#### [WHAT TO WORK ON]
Reproduce all of the following material line for line, changing nothing.

#### [DATASET CONTENT]
_____

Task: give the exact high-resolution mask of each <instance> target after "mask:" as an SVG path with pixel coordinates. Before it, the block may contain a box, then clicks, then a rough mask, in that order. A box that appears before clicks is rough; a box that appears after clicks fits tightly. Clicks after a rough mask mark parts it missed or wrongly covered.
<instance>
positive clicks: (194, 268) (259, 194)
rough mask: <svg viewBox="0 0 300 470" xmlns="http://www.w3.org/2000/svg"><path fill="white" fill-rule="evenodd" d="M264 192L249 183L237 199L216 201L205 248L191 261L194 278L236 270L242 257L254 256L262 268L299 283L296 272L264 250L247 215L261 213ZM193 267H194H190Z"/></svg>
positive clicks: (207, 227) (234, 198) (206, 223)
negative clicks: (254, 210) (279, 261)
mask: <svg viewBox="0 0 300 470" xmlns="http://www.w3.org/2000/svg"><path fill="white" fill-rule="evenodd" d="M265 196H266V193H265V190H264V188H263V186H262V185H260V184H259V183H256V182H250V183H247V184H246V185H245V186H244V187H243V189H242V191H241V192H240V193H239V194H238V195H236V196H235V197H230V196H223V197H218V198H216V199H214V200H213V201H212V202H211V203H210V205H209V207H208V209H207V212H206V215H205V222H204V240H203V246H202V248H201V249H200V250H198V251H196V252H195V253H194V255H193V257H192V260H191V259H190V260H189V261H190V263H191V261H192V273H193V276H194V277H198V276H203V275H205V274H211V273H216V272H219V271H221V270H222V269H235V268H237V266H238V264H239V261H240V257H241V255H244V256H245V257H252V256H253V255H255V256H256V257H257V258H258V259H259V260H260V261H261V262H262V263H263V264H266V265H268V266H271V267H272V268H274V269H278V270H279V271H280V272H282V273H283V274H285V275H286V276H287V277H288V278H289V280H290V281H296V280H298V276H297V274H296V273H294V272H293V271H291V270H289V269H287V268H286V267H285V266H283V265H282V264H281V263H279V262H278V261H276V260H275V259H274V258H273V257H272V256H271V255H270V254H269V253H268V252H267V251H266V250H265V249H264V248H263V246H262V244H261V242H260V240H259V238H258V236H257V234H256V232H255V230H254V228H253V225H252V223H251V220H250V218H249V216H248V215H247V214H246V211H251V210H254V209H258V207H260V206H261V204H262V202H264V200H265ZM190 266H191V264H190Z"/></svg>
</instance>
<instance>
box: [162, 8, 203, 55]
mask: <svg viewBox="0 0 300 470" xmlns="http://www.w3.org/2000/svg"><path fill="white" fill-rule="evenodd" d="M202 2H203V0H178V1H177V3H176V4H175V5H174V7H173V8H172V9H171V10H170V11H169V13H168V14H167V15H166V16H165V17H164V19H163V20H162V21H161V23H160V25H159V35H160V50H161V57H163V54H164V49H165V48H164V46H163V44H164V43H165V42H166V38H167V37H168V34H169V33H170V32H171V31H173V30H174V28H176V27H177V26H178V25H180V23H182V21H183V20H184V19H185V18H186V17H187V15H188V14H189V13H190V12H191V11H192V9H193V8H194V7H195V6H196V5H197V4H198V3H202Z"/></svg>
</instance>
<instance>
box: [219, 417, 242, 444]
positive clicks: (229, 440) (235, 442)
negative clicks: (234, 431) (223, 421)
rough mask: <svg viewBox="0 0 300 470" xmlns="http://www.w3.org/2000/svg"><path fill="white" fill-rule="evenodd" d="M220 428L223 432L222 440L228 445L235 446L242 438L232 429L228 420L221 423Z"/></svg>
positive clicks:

_____

#### [TASK RESULT]
Task: give the exact high-resolution mask of each <instance> target after "mask:" as an SVG path with pixel coordinates. Before it, the block may contain a box, then clicks, then a rough mask, in that order. A box that appears before clicks is rough; a box that appears after clicks fits tightly. Clicks after a rough mask mark parts it missed or wrongly covered.
<instance>
positive clicks: (194, 268) (259, 194)
rough mask: <svg viewBox="0 0 300 470" xmlns="http://www.w3.org/2000/svg"><path fill="white" fill-rule="evenodd" d="M264 192L249 183L237 199L216 201L205 248L191 261L194 278L236 270L242 257L254 256L262 268L299 283L296 272L264 250L247 215L261 213ZM193 267H194H190Z"/></svg>
positive clicks: (207, 227) (234, 198) (206, 223)
negative clicks: (254, 210) (279, 261)
mask: <svg viewBox="0 0 300 470" xmlns="http://www.w3.org/2000/svg"><path fill="white" fill-rule="evenodd" d="M265 196H266V193H265V190H264V188H263V186H262V185H260V184H259V183H256V182H250V183H247V184H246V185H245V186H244V187H243V189H242V191H241V192H240V193H239V194H238V195H236V196H235V197H230V196H223V197H218V198H216V199H214V200H213V201H212V202H211V203H210V205H209V207H208V209H207V212H206V215H205V222H204V240H203V246H202V248H201V249H200V250H198V251H196V252H195V253H194V255H193V257H192V260H191V259H190V260H189V261H190V263H191V261H192V273H193V276H194V277H198V276H203V275H205V274H211V273H216V272H219V271H221V270H222V269H235V268H237V266H238V264H239V261H240V257H241V255H244V256H245V257H252V256H253V255H255V256H256V257H257V258H258V259H259V260H260V261H261V262H262V263H263V264H266V265H268V266H271V267H272V268H274V269H278V270H279V271H280V272H282V273H283V274H285V275H286V276H287V277H288V278H289V280H290V281H296V280H298V276H297V274H296V273H294V272H293V271H291V270H289V269H287V268H286V267H285V266H283V265H282V264H281V263H279V262H278V261H276V260H275V259H274V258H273V257H272V256H271V255H270V254H269V253H268V252H267V251H266V250H265V249H264V248H263V246H262V244H261V242H260V240H259V238H258V236H257V234H256V232H255V230H254V228H253V225H252V223H251V220H250V218H249V216H248V215H247V214H246V211H251V210H254V209H258V207H260V206H261V204H262V202H264V200H265ZM190 266H191V264H190Z"/></svg>
</instance>
<instance>
box: [162, 8, 203, 55]
mask: <svg viewBox="0 0 300 470" xmlns="http://www.w3.org/2000/svg"><path fill="white" fill-rule="evenodd" d="M202 2H203V0H178V1H177V3H176V4H175V5H174V7H173V8H172V9H171V10H170V11H169V13H168V14H167V15H166V16H165V17H164V19H163V20H162V21H161V23H160V25H159V35H160V50H161V57H163V54H164V49H165V48H164V46H163V44H164V43H165V42H166V38H167V37H168V34H169V33H170V32H171V31H173V30H174V28H176V27H177V26H178V25H180V23H182V21H183V20H184V19H185V18H186V17H187V15H188V14H189V13H190V12H191V11H192V9H193V8H194V7H195V6H196V5H197V4H198V3H202Z"/></svg>
</instance>
<instance>
box: [219, 417, 242, 444]
positive clicks: (229, 440) (235, 442)
negative clicks: (234, 431) (223, 421)
rough mask: <svg viewBox="0 0 300 470" xmlns="http://www.w3.org/2000/svg"><path fill="white" fill-rule="evenodd" d="M220 428L223 432L222 440L228 445L235 446L242 438L232 429L228 420L221 423Z"/></svg>
positive clicks:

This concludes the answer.